_Problems to work on_.
1: In the forum thread about coding with Claude, what share of their work does one commenter say Anthropic's own blog reports engineers fully delegate to Claude Code?
2: Print the part of the forum thread starting at "elif 1/28/2026|" and ending at "feels like it.".

(Beginning of Excerpted text)

A few random notes from Claude coding quite a bit last few weeks

Posted by bigwheels 1/26/2026

A few random notes from Claude coding quite a bit last few weeks(twitter.com)

https://xcancel.com/karpathy/status/2015883857489522876

911 points | 847 commentspage 7

elif 1/28/2026|

Why am I not surprised that a blog was written about LLM coding going from 20% to 80% useful, yet all of the HN comments are still nit picking about some negative details rather than building positive ideas toward some progress...

Is the programmer ego really this fragile? At least luddites had an ideological reasoning, whereas here we just seem to have emotional reflexes.

phito 1/28/2026|

It's because we see a bunch of people completely ignoring the missing 20% and flooding the world with complete slop. The push back is required to keep us sane, we need people reminding others that it's not at 100% yet even if it sometimes feels like it.

hollowturtle 1/28/2026|||

Then you have Anthropic that states on his own blog that engineers fully delegate to claude code only from 0 to 20% https://www.anthropic.com/research/how-ai-is-transforming-wo...

The fact that people keep pushing figures like 80% is total bs to me

an0malous 1/28/2026||

It’s usually people doing side projects or non-programmers who can’t tell the code is slop. None of these vibe coding evangelists ever shares the code they’re so amazed by, even though by their own logic anyone should be able to generate the same code with AI.

bob1029 1/28/2026|||

This kind of thought policing is getting to be exhausting. Perhaps we need a different kind of push back.

Do you know what my use case is? Do you know what kind of success rate I would actually achieve right now? Please show me where my missing 20% resides.

phito 1/28/2026||

Thought policing, lol. People are just sharing their perspectives, no need to take it personally. Glad it's working well for you.

cyanydeez 1/26/2026||

So I'm curious, whats the actual quality control.

Like, do these guys actually dog food real user experience, or are they all admins with the fast lane to the real model while everyone outside the org has to go through the 10 layers of model sheding, caching and other means and methods of saving money.

We all know these models are expensive as fuck to run and these companies are degrading service, A+B testing, and the rest. Do they actually ponder these things directly?

Just always seems like people are on drugs when they talk about the capabilities, and like, the drugs could be pure shit (good) or ditch weed, and we call just act like the pipeline for drugs is a consistent thing but it's really not, not at this stage where they're all burning cash through infrastructure. Definitely, like drug dealers, you know they're cutting the good stuff with low cost cached gibberish.

quinnjh 1/27/2026||

> Definitely, like drug dealers, you know they're cutting the good stuff with low cost cached gibberish.

(End of Excerpted text)
(Beginning of Recorded data)

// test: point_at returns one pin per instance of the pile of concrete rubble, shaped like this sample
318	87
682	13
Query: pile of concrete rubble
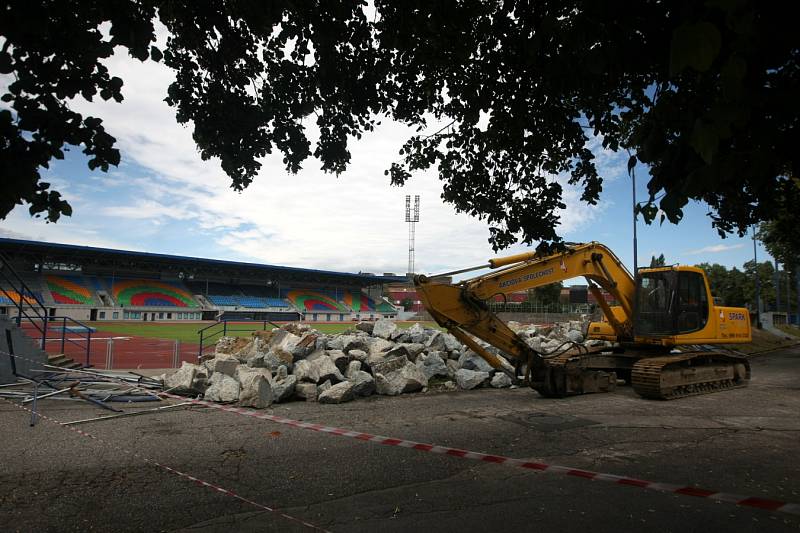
297	362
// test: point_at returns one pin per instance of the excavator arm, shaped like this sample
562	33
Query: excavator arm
462	308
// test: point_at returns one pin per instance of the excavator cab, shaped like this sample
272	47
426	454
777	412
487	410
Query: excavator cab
670	301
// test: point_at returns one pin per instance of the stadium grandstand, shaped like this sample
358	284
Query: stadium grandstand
87	283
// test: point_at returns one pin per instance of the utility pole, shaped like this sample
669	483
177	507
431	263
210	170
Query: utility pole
635	254
797	293
758	282
777	287
412	217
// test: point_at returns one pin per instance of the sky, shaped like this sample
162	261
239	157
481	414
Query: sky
163	198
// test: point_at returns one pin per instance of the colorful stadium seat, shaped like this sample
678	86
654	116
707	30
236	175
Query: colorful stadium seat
14	297
145	292
69	290
311	300
256	302
360	302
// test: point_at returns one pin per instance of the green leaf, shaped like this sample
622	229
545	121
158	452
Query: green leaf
694	45
704	140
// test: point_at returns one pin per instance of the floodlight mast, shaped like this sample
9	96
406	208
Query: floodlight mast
412	219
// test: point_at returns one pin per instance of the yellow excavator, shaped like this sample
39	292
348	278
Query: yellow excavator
659	329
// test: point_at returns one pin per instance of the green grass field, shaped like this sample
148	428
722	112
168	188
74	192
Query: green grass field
188	332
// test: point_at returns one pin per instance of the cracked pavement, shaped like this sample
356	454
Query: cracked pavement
745	441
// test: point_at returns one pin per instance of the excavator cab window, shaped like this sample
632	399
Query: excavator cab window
656	303
692	302
671	302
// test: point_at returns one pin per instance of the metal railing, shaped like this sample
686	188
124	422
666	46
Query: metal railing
209	335
31	309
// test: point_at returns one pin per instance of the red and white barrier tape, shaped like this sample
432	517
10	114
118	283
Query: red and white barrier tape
744	501
171	470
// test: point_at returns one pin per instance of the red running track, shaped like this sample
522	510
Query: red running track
128	351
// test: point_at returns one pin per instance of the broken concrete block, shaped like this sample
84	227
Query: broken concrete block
340	359
256	391
470	379
366	327
306	391
243	370
451	344
358	355
363	383
323	387
407	378
384	328
352	368
223	364
355	343
222	388
284	389
452	367
183	380
575	336
436	341
325	370
282	372
378	346
472	361
306	371
339	393
501	380
432	365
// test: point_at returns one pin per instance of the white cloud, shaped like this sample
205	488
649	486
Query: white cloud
351	222
716	248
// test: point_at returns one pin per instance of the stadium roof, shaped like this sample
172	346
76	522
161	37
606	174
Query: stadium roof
121	260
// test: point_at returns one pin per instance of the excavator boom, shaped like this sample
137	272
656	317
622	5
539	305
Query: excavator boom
677	309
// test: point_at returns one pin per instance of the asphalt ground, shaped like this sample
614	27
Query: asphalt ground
742	441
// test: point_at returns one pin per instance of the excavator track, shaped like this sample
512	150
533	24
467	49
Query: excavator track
689	374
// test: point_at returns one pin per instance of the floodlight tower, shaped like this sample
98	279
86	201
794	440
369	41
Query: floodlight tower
412	219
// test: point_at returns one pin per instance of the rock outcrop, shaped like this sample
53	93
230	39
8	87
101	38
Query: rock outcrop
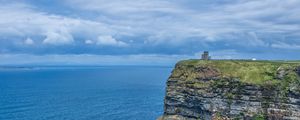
224	90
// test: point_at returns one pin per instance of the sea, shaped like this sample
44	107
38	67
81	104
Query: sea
82	93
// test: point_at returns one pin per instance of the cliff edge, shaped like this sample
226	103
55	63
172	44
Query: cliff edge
232	89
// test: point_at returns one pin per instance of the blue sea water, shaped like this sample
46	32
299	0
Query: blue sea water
83	93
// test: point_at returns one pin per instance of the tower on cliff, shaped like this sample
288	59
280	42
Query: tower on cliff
205	56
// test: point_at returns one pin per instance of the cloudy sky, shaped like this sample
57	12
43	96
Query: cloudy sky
160	32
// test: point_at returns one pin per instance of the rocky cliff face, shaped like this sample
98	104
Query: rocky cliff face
222	90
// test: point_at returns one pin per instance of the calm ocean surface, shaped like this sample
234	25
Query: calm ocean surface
83	93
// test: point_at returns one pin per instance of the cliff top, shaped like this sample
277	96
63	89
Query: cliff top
247	71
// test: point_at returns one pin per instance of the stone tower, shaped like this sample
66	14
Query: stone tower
205	55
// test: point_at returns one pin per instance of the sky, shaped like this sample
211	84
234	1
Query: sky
146	32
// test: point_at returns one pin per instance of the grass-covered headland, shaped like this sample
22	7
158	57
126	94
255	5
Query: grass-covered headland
252	72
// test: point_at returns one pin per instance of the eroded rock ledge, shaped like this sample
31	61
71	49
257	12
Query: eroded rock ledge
221	90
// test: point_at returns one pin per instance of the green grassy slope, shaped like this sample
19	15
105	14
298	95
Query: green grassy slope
252	72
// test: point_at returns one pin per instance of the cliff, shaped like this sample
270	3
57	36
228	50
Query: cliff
223	90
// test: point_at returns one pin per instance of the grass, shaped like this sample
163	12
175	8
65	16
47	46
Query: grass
252	72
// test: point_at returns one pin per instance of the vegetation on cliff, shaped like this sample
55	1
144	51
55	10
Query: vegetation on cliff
252	72
235	89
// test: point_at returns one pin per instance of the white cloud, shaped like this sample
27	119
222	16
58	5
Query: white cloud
107	40
20	20
281	45
29	41
58	37
88	42
165	20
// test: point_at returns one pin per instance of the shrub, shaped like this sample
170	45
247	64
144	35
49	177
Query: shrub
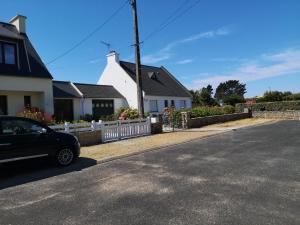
270	106
36	114
233	99
127	113
87	117
228	109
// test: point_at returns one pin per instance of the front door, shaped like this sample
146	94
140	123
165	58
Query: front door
102	108
3	105
63	110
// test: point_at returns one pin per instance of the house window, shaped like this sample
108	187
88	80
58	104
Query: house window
182	104
27	101
3	105
172	103
153	106
1	56
7	53
166	103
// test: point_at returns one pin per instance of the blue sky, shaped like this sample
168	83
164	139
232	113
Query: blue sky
257	41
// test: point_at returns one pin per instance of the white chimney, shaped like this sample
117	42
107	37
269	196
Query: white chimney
113	57
20	23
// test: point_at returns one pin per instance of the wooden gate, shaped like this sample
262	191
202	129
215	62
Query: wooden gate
117	130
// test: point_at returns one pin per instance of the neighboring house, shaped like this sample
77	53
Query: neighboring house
73	100
160	88
24	79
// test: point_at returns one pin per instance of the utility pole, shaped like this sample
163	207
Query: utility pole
140	99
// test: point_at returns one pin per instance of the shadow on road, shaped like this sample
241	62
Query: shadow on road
22	172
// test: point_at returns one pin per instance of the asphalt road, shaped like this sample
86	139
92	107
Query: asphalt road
247	176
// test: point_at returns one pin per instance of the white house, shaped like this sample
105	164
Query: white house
160	88
74	100
24	79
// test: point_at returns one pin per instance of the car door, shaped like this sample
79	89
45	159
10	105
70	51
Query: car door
22	138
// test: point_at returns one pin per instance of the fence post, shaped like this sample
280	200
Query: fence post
119	124
93	125
148	125
100	125
67	128
185	117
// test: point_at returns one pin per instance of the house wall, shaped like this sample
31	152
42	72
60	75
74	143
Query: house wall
161	102
87	106
19	85
114	75
15	100
76	107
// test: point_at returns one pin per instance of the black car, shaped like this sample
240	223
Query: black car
22	138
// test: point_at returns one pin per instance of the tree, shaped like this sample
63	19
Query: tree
206	96
195	96
203	96
231	92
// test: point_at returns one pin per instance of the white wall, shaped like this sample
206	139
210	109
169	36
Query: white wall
15	100
161	102
114	75
28	84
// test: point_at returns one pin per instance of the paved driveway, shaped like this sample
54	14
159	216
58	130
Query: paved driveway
248	176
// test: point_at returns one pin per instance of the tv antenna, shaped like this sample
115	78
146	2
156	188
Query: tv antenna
108	45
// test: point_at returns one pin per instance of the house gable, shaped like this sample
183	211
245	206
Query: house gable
28	62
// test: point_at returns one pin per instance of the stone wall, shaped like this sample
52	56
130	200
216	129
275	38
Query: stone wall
203	121
156	128
89	137
287	115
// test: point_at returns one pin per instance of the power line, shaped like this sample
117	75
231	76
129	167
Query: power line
168	18
90	34
167	23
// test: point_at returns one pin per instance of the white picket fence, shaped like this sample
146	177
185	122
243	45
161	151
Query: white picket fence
110	131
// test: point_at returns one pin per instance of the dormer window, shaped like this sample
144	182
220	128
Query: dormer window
8	53
152	75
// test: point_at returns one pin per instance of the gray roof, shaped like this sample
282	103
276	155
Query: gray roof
30	64
98	91
64	89
157	81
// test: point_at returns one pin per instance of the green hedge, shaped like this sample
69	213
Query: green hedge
270	106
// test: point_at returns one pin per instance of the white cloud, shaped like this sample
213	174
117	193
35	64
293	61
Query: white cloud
265	66
165	54
93	61
185	61
154	58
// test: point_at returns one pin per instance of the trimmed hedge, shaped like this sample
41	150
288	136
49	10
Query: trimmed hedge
202	111
269	106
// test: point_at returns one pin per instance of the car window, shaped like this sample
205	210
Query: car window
15	127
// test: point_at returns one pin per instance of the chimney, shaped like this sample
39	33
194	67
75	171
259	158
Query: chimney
113	57
20	23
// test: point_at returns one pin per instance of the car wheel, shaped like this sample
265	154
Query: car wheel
65	157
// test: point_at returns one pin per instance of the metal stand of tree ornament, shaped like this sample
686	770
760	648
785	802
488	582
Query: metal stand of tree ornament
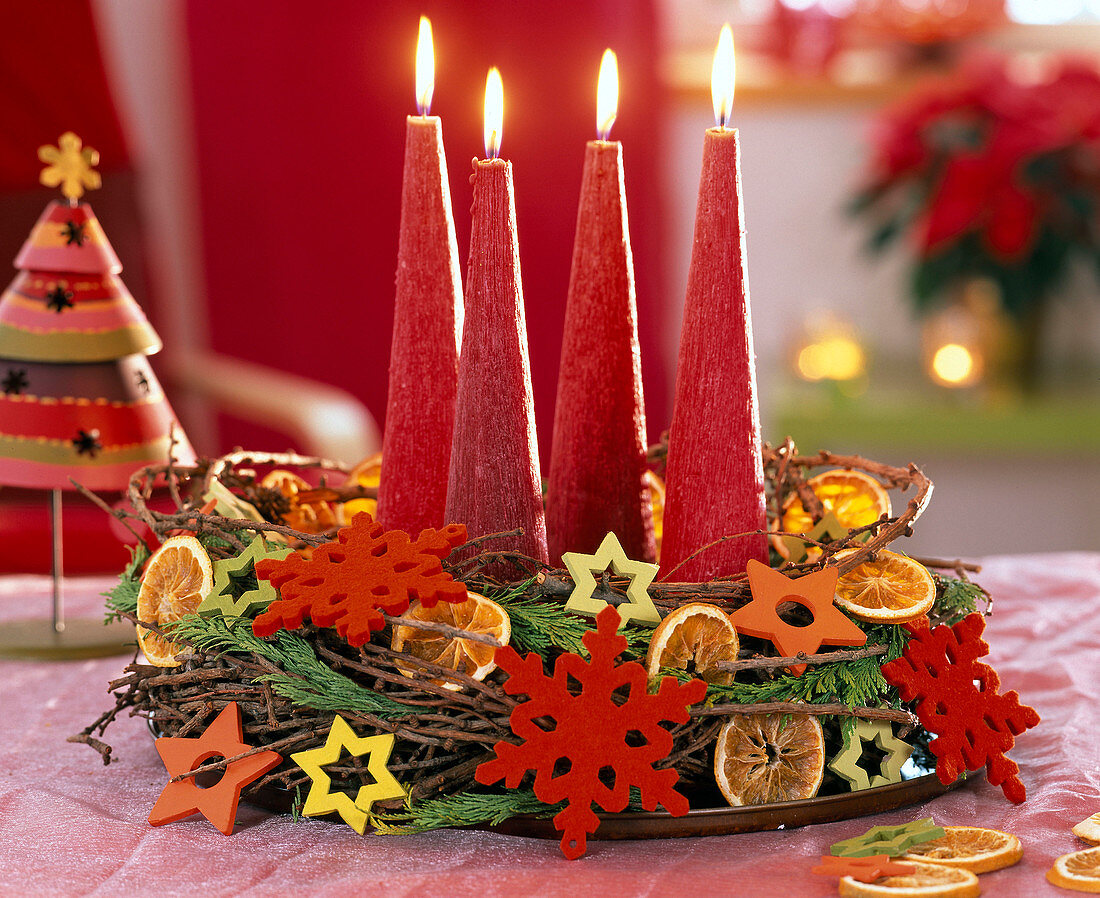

(End of Recorded data)

_Written responses_.
1: Only 0 to 20%.

2:
elif 1/28/2026|

Why am I not surprised that a blog was written about LLM coding going from 20% to 80% useful, yet all of the HN comments are still nit picking about some negative details rather than building positive ideas toward some progress...

Is the programmer ego really this fragile? At least luddites had an ideological reasoning, whereas here we just seem to have emotional reflexes.

phito 1/28/2026|

It's because we see a bunch of people completely ignoring the missing 20% and flooding the world with complete slop. The push back is required to keep us sane, we need people reminding others that it's not at 100% yet even if it sometimes feels like it.